**** Passage to read ****
Finally, I must mention a very good review of Kassow’s book on the World Socialist Web Site. Although I am very critical of the sect, I highly recommend Clara Weiss’s 2015 article:

After the seizure of power by the working class in October 1917, the Bolshevik government for the first time granted full civil rights to a substantial part of Eastern European Jewry. In response to these developments, the Poalei Tsiyon split into a left and a right wing in 1920. (Borochov himself had turned against the revolution before his early death in December 1917.) The right wing opposed the Revolution and was oriented toward gathering support from British imperialism for the foundation of a Jewish nation-state in Palestine. In Palestine, the Right Poalei Tsiyon became the basis for David Ben-Gurion’s Ahdut HaAvoda (Labor Unity), the predecessor of the Israeli Labor Party, which played a major role in the foundation of the state of Israel in 1948.

By contrast, the Left Poalei Tsiyon (LPZ), whose own members in Russia supported the Bolsheviks in the Civil War, defended the Soviet Union and advocated world revolution. The LPZ’s claim to admission to the Third International (Comintern) was rejected by Lenin, however, as the party refused to break with the ideology of Ber Borochov. The Left Poalei Tsiyon continued to support the foundation of a Jewish nation state in Palestine, albeit on a “socialist basis.” Central to the organization’s political and cultural work was its emphasis on the significance of Yiddish culture, based on the language of the impoverished Jewish masses of Eastern Europe.

Overall, the LPZ stood significantly to the left of the better known and larger Bund, which opposed the seizure of power by the working class in 1917 and continued to work within the Second International. Many members of the LPZ and its youth organization, Yugnt (Youth), defected to the Communist Party of Poland in the late 1920s and early 30s, and both organizations often worked together closely.

Given the extraordinary impoverishment of substantial sections of Jewish workers and intellectuals and the growing anti-Semitism under the regime of Józef Piłsudski in Poland, both left-wing organizations enjoyed significant support. The Bund and the LPZ oversaw impressive networks of newspapers, ran their own schools and were active in numerous self-help organizations and trade unions. As Kassow points out:

For a young person who lived in a cellar in Lodz’s impoverished Balut or Warsaw’s Smocza Street, groups like the Bund and the LPZ were far more than mere political parties. They represented a road to self-respect and human dignity, a way to strive for ‘something better.’ (p. 35)
**** Extracted information ****
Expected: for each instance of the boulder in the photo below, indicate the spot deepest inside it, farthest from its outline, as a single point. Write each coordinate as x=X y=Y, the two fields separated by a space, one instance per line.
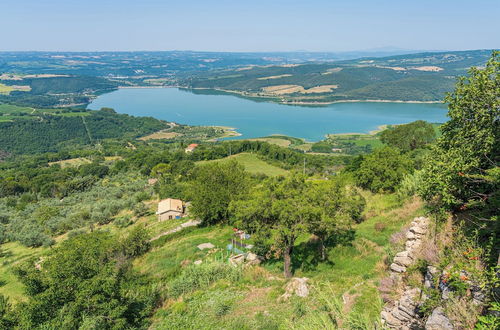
x=296 y=286
x=418 y=230
x=438 y=321
x=251 y=256
x=398 y=268
x=237 y=259
x=204 y=246
x=403 y=261
x=431 y=273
****
■ **Explore the material**:
1. Reproduce the part of the passage on the Poalei Tsiyon that opens with the words containing "Overall, the LPZ" and closes with "worked together closely.".
2. Name every person mentioned in the passage on the Poalei Tsiyon.
3. Carry the passage on the Poalei Tsiyon forward from the point at which it stops.
The entries are not needed here.

■ **Responses by item number**:
1.
Overall, the LPZ stood significantly to the left of the better known and larger Bund, which opposed the seizure of power by the working class in 1917 and continued to work within the Second International. Many members of the LPZ and its youth organization, Yugnt (Youth), defected to the Communist Party of Poland in the late 1920s and early 30s, and both organizations often worked together closely.

2. Kassow, Clara Weiss, Ber Borochov, David Ben-Gurion, Lenin, Józef Piłsudski

3.
(“Who Will Write Our History” is available for $2.99 on Amazon Prime, Vudu, Hulu and other VOD sites.)


  1. Good to hear you rejected ‘The Farewell’ out of hand. I sat through it as it was my last chance to see something on the big screen. Italy closed all theaters the next day. Director Lulu Wong strung out a wash-line of clichés to show us life is not the same in NYC and China. Manhattan millennial single returns to Changchun because her grandmother is dying of cancer. Granddaughter, a state-of-the-art advanced thinker, is upset that the family won’t tell the old woman she is doomed. The New-York transplant is troubled by this backwardness till the end of the movie, which is long coming. So does the beloved old woman die? No, that would be cruel and make the paying public sad. As the curtain falls, we are informed that six years later grandma is still around.

    Comment by Peter Byrne — March 23, 2020 @ 9:42 pm

  2. You know where they really hated The Farewell”? In China!! All the Hollywood bankrollers thought they’d rake in millions. They even let the Chinese government review the script first. But the movie bombed. Chinese people don’t care about things like diversity and the stuff that woke Americans like. You know what American movie is the highest grossing in China? Avengers: Endgame. That’s right.